Goal: Rescale the records from the line containing "Return one point per instance of the z71" through the line containing "x=108 y=532", both lines included. Write out every line in that span again, requests too, with each x and y coordinate in the answers multiplied by 0.6 and rounded to a whole number, halves rounding up.

Records for this task:
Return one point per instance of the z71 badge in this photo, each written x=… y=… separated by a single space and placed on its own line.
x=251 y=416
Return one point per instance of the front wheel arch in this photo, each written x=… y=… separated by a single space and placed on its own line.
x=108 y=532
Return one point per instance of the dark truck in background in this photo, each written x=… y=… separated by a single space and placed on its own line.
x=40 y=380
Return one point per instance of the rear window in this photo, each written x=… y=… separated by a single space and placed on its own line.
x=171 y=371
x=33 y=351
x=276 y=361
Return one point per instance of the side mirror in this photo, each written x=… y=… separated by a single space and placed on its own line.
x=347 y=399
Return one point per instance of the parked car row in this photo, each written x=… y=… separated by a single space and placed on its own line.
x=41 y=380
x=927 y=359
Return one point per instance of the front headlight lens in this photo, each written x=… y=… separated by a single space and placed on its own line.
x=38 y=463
...
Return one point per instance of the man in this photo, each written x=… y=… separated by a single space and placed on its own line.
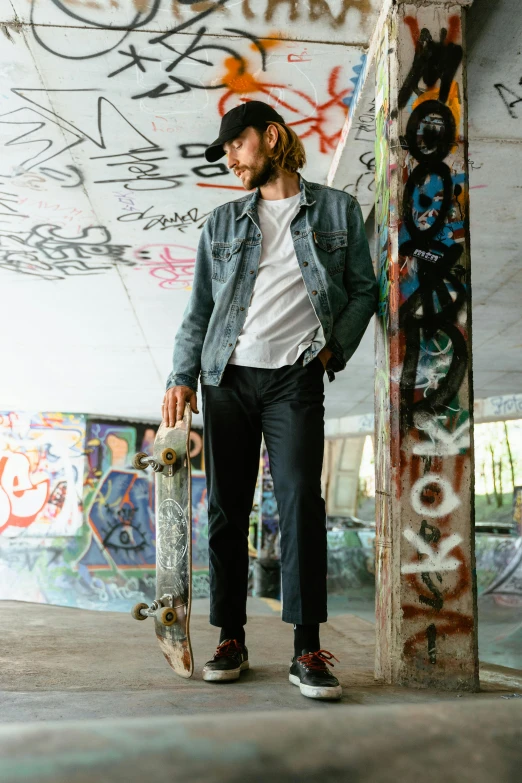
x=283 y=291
---
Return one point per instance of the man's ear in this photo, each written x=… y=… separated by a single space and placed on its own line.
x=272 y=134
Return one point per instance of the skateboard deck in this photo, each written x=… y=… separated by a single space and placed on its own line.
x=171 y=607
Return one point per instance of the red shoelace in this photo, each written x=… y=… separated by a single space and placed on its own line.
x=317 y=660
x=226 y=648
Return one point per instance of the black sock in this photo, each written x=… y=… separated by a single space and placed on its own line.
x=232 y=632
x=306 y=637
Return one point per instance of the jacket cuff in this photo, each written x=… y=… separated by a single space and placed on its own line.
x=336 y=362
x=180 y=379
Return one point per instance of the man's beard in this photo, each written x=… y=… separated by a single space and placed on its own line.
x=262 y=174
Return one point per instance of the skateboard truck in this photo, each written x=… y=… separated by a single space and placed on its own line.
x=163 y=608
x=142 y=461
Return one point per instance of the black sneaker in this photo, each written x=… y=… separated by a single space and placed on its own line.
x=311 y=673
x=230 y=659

Written response:
Return one point per instance of the z71 badge in this photo, each written x=… y=… separated by a single space and placed on its own line.
x=151 y=250
Return one point per instance of the front wheel arch in this photo, each written x=… y=… separated by a single space and placed on its own line.
x=65 y=319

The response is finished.